_COMPITO DA SVOLGERE_:
Elenca per intero ogni riga del materiale che contiene la parola "cabinet", tenendo conto di maiuscole e minuscole.
━━━━━ MATERIALE DI LAVORO
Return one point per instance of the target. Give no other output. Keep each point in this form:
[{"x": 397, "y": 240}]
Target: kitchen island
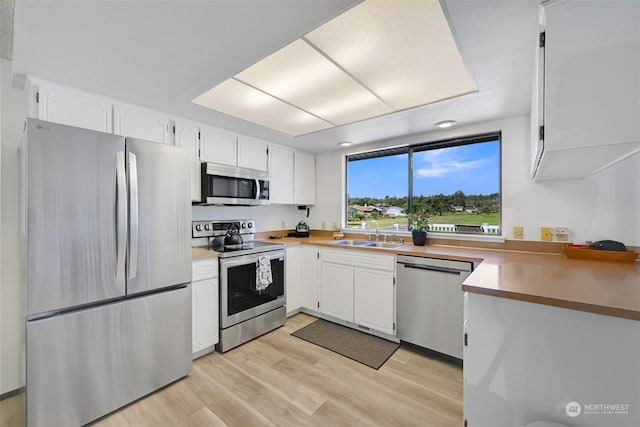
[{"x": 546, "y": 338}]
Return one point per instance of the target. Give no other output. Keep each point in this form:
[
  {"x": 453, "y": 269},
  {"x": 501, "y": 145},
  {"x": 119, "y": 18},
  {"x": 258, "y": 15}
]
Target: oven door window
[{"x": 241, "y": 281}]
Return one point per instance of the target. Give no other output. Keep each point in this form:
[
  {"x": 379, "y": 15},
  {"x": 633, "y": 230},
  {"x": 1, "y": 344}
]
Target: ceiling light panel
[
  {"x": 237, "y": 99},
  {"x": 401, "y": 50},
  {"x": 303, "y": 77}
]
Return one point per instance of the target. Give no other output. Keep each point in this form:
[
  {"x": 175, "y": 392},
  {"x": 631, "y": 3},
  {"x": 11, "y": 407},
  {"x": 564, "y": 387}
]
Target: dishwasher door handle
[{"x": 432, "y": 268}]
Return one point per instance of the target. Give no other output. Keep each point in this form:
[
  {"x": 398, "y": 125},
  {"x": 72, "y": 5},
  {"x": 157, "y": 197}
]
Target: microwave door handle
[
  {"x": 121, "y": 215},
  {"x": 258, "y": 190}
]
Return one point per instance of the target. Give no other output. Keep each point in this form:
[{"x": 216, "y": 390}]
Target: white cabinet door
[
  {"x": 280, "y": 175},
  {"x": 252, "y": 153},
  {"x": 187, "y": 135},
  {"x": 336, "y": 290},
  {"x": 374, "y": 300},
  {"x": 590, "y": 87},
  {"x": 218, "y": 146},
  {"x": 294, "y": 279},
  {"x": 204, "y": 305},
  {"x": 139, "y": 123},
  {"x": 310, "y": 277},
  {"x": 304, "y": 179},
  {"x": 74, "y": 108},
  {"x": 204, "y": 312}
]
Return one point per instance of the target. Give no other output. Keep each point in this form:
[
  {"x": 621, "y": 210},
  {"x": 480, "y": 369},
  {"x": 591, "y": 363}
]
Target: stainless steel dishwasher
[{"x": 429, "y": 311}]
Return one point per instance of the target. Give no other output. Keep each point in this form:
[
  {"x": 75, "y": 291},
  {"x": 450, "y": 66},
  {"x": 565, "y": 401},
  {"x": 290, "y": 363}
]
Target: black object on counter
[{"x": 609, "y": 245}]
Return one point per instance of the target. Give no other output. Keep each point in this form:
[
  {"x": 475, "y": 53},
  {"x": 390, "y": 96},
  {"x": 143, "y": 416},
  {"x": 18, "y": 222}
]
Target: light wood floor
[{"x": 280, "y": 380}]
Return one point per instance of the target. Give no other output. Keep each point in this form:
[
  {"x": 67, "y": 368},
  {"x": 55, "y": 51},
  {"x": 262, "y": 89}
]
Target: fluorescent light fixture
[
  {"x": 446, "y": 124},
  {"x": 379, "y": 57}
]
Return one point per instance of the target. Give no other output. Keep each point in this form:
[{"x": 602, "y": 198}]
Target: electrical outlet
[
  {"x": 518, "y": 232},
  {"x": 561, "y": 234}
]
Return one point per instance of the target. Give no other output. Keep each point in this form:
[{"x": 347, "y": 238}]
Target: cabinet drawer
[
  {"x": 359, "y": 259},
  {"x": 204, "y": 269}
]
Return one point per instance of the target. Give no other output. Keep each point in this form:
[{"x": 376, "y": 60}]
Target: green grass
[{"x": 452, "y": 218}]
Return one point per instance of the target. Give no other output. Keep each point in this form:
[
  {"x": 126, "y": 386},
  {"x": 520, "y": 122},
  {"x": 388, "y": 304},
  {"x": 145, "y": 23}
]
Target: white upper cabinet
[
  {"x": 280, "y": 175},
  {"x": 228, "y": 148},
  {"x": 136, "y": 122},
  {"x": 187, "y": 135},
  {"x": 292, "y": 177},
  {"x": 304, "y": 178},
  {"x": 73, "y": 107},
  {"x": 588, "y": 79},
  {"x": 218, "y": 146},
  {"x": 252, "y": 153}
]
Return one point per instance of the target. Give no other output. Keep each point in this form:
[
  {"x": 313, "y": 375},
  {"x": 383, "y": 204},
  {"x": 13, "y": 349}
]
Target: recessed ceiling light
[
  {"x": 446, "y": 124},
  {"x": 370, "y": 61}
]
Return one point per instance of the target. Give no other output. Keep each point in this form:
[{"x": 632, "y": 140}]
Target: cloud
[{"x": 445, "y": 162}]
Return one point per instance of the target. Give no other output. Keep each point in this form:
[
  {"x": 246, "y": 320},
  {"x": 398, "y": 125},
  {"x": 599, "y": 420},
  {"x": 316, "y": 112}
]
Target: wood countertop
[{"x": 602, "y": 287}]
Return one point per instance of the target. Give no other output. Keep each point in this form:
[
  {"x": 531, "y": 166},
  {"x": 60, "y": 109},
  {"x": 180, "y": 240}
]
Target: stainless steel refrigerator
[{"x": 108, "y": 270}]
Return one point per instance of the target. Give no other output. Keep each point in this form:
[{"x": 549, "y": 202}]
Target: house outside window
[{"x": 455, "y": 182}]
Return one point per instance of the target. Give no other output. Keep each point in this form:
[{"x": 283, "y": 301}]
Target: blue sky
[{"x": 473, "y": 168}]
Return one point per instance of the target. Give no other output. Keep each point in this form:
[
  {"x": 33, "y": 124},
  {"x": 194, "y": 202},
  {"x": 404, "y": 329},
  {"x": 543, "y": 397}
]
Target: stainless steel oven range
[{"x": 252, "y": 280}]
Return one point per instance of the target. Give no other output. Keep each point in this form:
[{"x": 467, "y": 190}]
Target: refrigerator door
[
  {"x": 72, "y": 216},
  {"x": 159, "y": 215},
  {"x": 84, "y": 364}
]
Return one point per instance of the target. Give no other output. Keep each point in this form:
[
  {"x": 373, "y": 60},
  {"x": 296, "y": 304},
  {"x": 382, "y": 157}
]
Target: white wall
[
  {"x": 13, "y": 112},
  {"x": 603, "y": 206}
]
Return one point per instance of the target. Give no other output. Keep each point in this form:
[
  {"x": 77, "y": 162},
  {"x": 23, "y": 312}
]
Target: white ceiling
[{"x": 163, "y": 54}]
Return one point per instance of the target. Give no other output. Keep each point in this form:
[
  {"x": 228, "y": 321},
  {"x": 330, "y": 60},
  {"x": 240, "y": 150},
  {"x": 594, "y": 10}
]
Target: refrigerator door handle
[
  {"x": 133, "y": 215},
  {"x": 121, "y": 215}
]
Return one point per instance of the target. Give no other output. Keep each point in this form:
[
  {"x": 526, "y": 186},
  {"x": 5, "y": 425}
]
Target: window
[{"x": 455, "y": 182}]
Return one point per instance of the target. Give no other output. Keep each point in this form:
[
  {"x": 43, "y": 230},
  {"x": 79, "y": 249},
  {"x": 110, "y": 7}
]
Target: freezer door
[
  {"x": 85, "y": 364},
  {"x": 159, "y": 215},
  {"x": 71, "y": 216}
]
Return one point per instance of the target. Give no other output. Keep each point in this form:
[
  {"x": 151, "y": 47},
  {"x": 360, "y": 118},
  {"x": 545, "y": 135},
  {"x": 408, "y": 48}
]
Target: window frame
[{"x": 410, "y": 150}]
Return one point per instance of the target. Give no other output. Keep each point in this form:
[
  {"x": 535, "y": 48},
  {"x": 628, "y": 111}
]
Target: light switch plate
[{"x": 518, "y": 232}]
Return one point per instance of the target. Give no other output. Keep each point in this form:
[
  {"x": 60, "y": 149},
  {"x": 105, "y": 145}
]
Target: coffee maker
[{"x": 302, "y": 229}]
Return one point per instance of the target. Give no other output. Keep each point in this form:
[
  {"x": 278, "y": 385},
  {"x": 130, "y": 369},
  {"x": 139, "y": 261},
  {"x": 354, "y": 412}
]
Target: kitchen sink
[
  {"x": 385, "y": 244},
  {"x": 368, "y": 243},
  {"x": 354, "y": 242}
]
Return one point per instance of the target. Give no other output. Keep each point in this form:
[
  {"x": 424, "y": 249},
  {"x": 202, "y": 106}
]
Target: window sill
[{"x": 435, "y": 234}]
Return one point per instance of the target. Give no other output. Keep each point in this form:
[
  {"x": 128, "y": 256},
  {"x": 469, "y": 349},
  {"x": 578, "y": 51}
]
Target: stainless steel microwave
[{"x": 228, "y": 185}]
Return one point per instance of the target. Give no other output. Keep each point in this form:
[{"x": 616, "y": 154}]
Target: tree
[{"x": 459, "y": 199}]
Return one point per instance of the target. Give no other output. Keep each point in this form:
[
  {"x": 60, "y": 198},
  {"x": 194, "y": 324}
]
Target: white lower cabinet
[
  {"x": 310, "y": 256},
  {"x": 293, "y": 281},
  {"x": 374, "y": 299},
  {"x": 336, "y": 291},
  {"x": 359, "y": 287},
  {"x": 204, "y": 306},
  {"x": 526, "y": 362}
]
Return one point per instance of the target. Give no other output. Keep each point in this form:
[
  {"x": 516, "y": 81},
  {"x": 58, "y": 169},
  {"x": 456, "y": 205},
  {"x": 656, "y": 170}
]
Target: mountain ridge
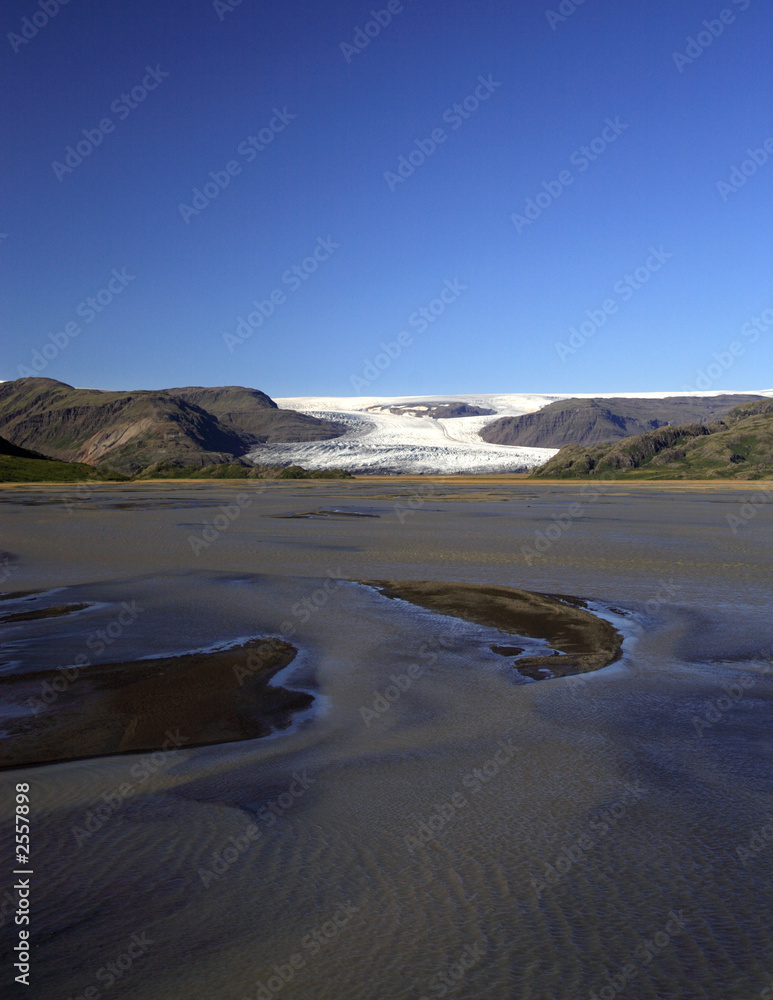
━━━━━━━━━━
_RISPOSTA AL COMPITO_:
Target: white cabinet door
Target: cabinet drawer
Target: white upper cabinet
Target: white lower cabinet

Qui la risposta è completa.